# Green garden spider



## leo (Aug 30, 2008)

with pretty fair camo, keeping the bugs off my "stressed" Bell Pepper plant

Oly E 510, ZD 14x42 kit lens, F 5.6, S 1/160, ISO 100, FL 42mm, HH, RAW


----------



## rip18 (Aug 30, 2008)

Cool shot of a green lynx spider!  She'll definitely wipe out any bug that gets too close!  I really like the spikes on their legs too!  Good detail!


----------



## Hoss (Aug 30, 2008)

Blends well and certainly glad she's protecting your pepper plant.  Great detail.  Thanks for sharing her with us.

Hoss


----------



## Beanie24 (Aug 30, 2008)

Great shot!


----------



## leo (Aug 31, 2008)

Thanks all

She will have a lot to eat in my garden this year


----------



## DRB1313 (Sep 1, 2008)

Man! Looks like he's lit up on the back end.
Super shot Leo.


----------



## elasseter3030 (Sep 2, 2008)

That is cool ive never seen a green spider like that


----------



## Jake Allen (Sep 2, 2008)

Great colors, detail and composition. Did you wrangle her onto that
leaf?
Thanks for the settings.


----------
^^^^^^^^^^^^^^^^
## [Written task A]
Shorten the paragraph in the spider photo thread that begins "Cool shot of a green lynx spider!", keeping its main facts.
^^^^^^^^^^^^^^^^
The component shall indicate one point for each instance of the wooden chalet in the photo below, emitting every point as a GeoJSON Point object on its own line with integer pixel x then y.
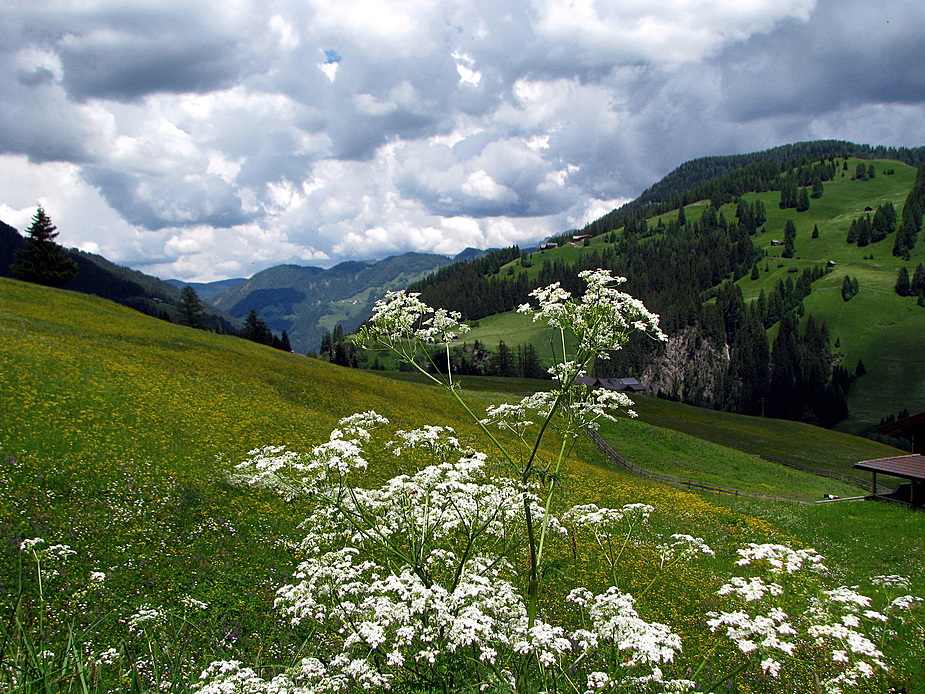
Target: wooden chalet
{"type": "Point", "coordinates": [910, 467]}
{"type": "Point", "coordinates": [912, 428]}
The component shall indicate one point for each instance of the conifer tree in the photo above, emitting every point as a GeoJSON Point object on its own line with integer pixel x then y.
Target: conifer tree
{"type": "Point", "coordinates": [190, 308]}
{"type": "Point", "coordinates": [41, 260]}
{"type": "Point", "coordinates": [817, 188]}
{"type": "Point", "coordinates": [790, 235]}
{"type": "Point", "coordinates": [903, 287]}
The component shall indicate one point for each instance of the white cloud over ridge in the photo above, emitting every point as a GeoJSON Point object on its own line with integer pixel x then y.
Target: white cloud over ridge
{"type": "Point", "coordinates": [214, 139]}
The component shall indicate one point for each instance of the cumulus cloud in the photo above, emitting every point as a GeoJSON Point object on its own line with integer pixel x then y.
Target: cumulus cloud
{"type": "Point", "coordinates": [214, 139]}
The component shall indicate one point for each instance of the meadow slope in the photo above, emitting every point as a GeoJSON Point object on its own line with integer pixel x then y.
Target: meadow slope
{"type": "Point", "coordinates": [119, 432]}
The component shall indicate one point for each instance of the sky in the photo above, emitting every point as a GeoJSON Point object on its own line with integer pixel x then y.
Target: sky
{"type": "Point", "coordinates": [208, 139]}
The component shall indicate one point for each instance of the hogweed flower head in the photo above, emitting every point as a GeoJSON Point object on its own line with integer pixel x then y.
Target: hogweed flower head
{"type": "Point", "coordinates": [402, 315]}
{"type": "Point", "coordinates": [601, 319]}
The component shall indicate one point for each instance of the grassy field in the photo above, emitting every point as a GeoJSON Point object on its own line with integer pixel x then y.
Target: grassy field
{"type": "Point", "coordinates": [876, 327]}
{"type": "Point", "coordinates": [119, 432]}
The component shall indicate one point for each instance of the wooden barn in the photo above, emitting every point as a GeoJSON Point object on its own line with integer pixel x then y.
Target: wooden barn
{"type": "Point", "coordinates": [909, 467]}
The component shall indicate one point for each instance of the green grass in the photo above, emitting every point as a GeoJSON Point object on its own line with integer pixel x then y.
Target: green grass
{"type": "Point", "coordinates": [119, 430]}
{"type": "Point", "coordinates": [777, 438]}
{"type": "Point", "coordinates": [682, 455]}
{"type": "Point", "coordinates": [517, 329]}
{"type": "Point", "coordinates": [877, 327]}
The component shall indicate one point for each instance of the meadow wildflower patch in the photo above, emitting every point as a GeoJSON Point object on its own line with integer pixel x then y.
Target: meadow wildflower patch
{"type": "Point", "coordinates": [123, 446]}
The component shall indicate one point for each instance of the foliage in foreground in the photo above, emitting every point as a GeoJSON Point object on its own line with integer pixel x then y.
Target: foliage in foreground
{"type": "Point", "coordinates": [443, 578]}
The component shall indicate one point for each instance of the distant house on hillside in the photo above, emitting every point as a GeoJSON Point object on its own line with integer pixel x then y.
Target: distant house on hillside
{"type": "Point", "coordinates": [909, 467]}
{"type": "Point", "coordinates": [628, 384]}
{"type": "Point", "coordinates": [911, 427]}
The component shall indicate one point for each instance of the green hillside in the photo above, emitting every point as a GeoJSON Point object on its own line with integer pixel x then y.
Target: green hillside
{"type": "Point", "coordinates": [876, 327]}
{"type": "Point", "coordinates": [307, 301]}
{"type": "Point", "coordinates": [119, 432]}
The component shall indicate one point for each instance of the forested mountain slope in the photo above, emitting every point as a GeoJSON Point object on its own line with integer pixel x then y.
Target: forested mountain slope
{"type": "Point", "coordinates": [779, 289]}
{"type": "Point", "coordinates": [307, 301]}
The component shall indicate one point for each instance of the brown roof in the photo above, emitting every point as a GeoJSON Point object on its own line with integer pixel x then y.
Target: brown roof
{"type": "Point", "coordinates": [908, 466]}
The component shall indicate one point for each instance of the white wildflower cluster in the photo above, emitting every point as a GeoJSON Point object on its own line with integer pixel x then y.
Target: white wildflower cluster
{"type": "Point", "coordinates": [519, 417]}
{"type": "Point", "coordinates": [780, 559]}
{"type": "Point", "coordinates": [146, 616]}
{"type": "Point", "coordinates": [607, 522]}
{"type": "Point", "coordinates": [47, 558]}
{"type": "Point", "coordinates": [291, 474]}
{"type": "Point", "coordinates": [577, 407]}
{"type": "Point", "coordinates": [683, 547]}
{"type": "Point", "coordinates": [438, 439]}
{"type": "Point", "coordinates": [839, 620]}
{"type": "Point", "coordinates": [601, 319]}
{"type": "Point", "coordinates": [403, 316]}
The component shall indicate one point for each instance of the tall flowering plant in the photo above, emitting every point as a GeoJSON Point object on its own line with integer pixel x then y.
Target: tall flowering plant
{"type": "Point", "coordinates": [434, 580]}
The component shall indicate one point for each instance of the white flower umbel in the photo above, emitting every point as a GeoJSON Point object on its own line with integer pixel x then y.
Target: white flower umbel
{"type": "Point", "coordinates": [836, 622]}
{"type": "Point", "coordinates": [602, 319]}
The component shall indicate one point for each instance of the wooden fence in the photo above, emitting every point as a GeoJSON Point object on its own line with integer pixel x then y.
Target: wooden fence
{"type": "Point", "coordinates": [860, 482]}
{"type": "Point", "coordinates": [679, 481]}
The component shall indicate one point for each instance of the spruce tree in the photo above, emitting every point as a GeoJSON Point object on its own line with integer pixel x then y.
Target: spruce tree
{"type": "Point", "coordinates": [41, 260]}
{"type": "Point", "coordinates": [790, 235]}
{"type": "Point", "coordinates": [817, 189]}
{"type": "Point", "coordinates": [190, 308]}
{"type": "Point", "coordinates": [903, 287]}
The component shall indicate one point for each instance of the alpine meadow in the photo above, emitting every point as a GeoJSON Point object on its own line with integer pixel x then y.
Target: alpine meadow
{"type": "Point", "coordinates": [464, 511]}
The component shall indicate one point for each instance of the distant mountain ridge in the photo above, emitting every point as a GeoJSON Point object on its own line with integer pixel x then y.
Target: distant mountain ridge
{"type": "Point", "coordinates": [307, 301]}
{"type": "Point", "coordinates": [98, 276]}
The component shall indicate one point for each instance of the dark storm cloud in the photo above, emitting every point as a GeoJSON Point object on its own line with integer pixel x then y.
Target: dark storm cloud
{"type": "Point", "coordinates": [132, 66]}
{"type": "Point", "coordinates": [850, 53]}
{"type": "Point", "coordinates": [307, 127]}
{"type": "Point", "coordinates": [160, 202]}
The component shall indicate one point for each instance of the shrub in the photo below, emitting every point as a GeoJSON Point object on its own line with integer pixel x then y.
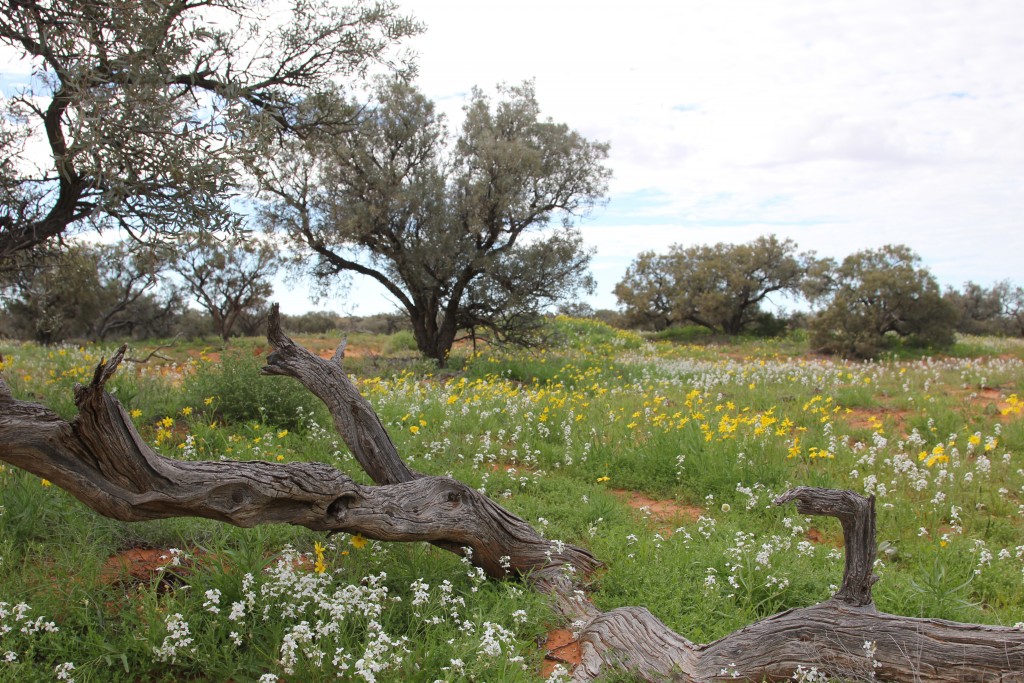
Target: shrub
{"type": "Point", "coordinates": [243, 394]}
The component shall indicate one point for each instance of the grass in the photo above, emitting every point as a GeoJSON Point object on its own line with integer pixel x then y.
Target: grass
{"type": "Point", "coordinates": [563, 436]}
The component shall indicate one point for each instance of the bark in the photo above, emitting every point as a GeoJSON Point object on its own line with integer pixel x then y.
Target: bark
{"type": "Point", "coordinates": [100, 459]}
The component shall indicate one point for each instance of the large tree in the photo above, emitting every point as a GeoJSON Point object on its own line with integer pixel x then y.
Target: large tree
{"type": "Point", "coordinates": [150, 111]}
{"type": "Point", "coordinates": [721, 287]}
{"type": "Point", "coordinates": [875, 295]}
{"type": "Point", "coordinates": [463, 231]}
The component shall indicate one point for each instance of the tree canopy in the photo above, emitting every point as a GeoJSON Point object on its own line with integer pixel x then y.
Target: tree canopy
{"type": "Point", "coordinates": [459, 230]}
{"type": "Point", "coordinates": [721, 287]}
{"type": "Point", "coordinates": [875, 293]}
{"type": "Point", "coordinates": [151, 112]}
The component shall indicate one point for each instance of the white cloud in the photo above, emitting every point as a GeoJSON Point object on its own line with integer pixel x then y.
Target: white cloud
{"type": "Point", "coordinates": [842, 124]}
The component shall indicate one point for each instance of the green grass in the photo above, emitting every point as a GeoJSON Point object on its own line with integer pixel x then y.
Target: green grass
{"type": "Point", "coordinates": [561, 436]}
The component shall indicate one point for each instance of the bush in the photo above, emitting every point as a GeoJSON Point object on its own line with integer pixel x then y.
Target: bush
{"type": "Point", "coordinates": [878, 298]}
{"type": "Point", "coordinates": [242, 394]}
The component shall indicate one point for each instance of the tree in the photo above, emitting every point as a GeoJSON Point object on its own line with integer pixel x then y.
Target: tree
{"type": "Point", "coordinates": [459, 232]}
{"type": "Point", "coordinates": [151, 111]}
{"type": "Point", "coordinates": [879, 293]}
{"type": "Point", "coordinates": [721, 288]}
{"type": "Point", "coordinates": [995, 310]}
{"type": "Point", "coordinates": [101, 460]}
{"type": "Point", "coordinates": [228, 274]}
{"type": "Point", "coordinates": [84, 291]}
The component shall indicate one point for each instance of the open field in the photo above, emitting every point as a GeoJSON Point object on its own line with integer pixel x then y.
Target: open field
{"type": "Point", "coordinates": [663, 459]}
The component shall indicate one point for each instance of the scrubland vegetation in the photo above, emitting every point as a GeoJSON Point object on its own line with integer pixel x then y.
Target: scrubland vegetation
{"type": "Point", "coordinates": [660, 458]}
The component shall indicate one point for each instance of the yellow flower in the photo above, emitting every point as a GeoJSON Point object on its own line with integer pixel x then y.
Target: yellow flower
{"type": "Point", "coordinates": [318, 566]}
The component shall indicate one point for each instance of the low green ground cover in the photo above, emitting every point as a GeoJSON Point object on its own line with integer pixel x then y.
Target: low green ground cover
{"type": "Point", "coordinates": [663, 458]}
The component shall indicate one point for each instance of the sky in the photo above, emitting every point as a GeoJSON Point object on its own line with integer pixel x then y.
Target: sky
{"type": "Point", "coordinates": [840, 124]}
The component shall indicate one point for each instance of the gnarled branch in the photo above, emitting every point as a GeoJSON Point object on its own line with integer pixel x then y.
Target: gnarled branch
{"type": "Point", "coordinates": [100, 459]}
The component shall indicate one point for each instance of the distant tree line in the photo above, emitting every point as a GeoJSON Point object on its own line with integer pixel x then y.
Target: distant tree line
{"type": "Point", "coordinates": [83, 292]}
{"type": "Point", "coordinates": [857, 306]}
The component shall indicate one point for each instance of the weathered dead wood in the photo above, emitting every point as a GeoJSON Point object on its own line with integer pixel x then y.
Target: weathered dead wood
{"type": "Point", "coordinates": [844, 637]}
{"type": "Point", "coordinates": [100, 459]}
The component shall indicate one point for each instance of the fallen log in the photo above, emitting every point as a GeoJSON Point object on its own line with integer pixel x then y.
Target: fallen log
{"type": "Point", "coordinates": [100, 459]}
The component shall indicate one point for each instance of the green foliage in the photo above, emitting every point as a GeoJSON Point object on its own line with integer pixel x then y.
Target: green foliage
{"type": "Point", "coordinates": [440, 221]}
{"type": "Point", "coordinates": [876, 297]}
{"type": "Point", "coordinates": [150, 119]}
{"type": "Point", "coordinates": [227, 274]}
{"type": "Point", "coordinates": [663, 459]}
{"type": "Point", "coordinates": [85, 292]}
{"type": "Point", "coordinates": [721, 288]}
{"type": "Point", "coordinates": [241, 394]}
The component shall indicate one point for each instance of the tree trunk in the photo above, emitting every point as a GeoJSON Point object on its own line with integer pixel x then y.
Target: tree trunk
{"type": "Point", "coordinates": [100, 459]}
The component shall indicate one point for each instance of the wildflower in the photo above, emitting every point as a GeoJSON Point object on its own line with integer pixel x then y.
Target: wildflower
{"type": "Point", "coordinates": [318, 566]}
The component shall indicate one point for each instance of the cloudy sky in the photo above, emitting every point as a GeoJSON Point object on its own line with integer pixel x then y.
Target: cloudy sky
^^^^^^^^^^^^^^^^
## [Written task B]
In the listing, rewrite everything from the line containing "the tree trunk" down to the end of the listing, changing "component" to "annotator" and leaving everything else as it is.

## [Correct response A]
It's a great shot of a green lynx spider that will kill any bug that comes too close, with good detail and striking spikes on its legs.

## [Correct response B]
The annotator shall indicate one point for each instance of the tree trunk in the photo above, emitting every point as a GeoJSON Point object on its own line with integer pixel x then y.
Target: tree trunk
{"type": "Point", "coordinates": [100, 459]}
The annotator shall indicate one point for each instance of the wildflower in the photo above, emitting every point as a GeoJSON Point object on its own line with integer pixel x then y.
Target: wildflower
{"type": "Point", "coordinates": [318, 566]}
The annotator shall indicate one point for each instance of the cloudy sky in the photo above, emitting every point as a GeoJSON Point object on its own line with integer pixel x then y.
Target: cloudy sky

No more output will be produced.